▶ **Assigned task**
Give back the entries below verbatim.

++++++++++++++++++++

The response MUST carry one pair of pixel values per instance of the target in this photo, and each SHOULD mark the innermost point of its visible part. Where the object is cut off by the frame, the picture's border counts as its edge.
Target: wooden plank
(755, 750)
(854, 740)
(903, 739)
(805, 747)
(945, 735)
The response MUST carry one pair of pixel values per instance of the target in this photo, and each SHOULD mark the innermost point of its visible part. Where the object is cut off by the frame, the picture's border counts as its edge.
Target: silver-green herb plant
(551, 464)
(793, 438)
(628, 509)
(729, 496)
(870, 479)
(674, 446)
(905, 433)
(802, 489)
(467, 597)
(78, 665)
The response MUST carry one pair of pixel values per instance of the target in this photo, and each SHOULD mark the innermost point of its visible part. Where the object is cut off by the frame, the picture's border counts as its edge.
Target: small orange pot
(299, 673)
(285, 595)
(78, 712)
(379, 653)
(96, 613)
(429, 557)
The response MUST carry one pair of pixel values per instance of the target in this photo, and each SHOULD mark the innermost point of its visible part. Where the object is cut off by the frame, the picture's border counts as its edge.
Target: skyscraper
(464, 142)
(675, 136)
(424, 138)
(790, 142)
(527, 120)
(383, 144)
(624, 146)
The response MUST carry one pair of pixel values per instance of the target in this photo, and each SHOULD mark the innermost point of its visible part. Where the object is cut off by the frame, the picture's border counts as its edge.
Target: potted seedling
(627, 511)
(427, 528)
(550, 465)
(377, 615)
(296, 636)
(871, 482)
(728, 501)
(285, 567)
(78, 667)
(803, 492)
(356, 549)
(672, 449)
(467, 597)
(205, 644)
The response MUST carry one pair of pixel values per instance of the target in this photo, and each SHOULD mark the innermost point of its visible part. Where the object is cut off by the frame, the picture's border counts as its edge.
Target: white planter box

++++++++++++++++++++

▶ **Solved exercise**
The response MUST carry one pair of pixel values per instance of the target in this photo, and each SHOULD mark the innermost point of its visible part. Where the object is cut off by the frame, the picture's border counts as its edge.
Target: wooden plank
(755, 750)
(854, 740)
(903, 739)
(805, 747)
(945, 735)
The response MUST carry one pair of pixel values per instance of the target in this photo, and each SHOULD mark the innermost point of its visible part. Where the object is cut off by the frame, the picture's border counts as its edge.
Target: silver-green herb plant
(551, 464)
(793, 438)
(628, 509)
(729, 496)
(870, 479)
(674, 446)
(905, 433)
(802, 489)
(467, 597)
(78, 665)
The response MUST carry one pair of pixel values per instance of the target in this photo, and each SHOULD mark the innermost point of its visible part. Where the object is cut off by the frame, the picture's border counts as its edge.
Target: small orange pot
(299, 673)
(285, 595)
(78, 712)
(379, 653)
(96, 613)
(429, 557)
The response MUST carry one pair of pixel values per instance of the target in this photo, and each SHOULD mark the innermost point of its visible part. Where the object is cut off by the frame, the picture's border counts as its edge.
Target: skyscraper
(464, 142)
(675, 136)
(424, 138)
(790, 142)
(527, 120)
(383, 144)
(624, 146)
The response MUST carry one pair of pixel values per instance of the target in this photo, and each SHOULD mark the innermost point of its visible part. Where the object is cut off by the frame, the picture's border counts as its edge.
Target: potted seedling
(627, 511)
(427, 528)
(550, 465)
(377, 615)
(296, 636)
(871, 482)
(728, 501)
(285, 567)
(78, 667)
(803, 492)
(356, 549)
(672, 449)
(467, 597)
(205, 644)
The response MUST carry one pair of pixel values per instance of the target in this photo, and each SHOULD mark the innermost point of its visible part. Where the object is cut off by the frame, the picture's border counts as its edge.
Target: white planter box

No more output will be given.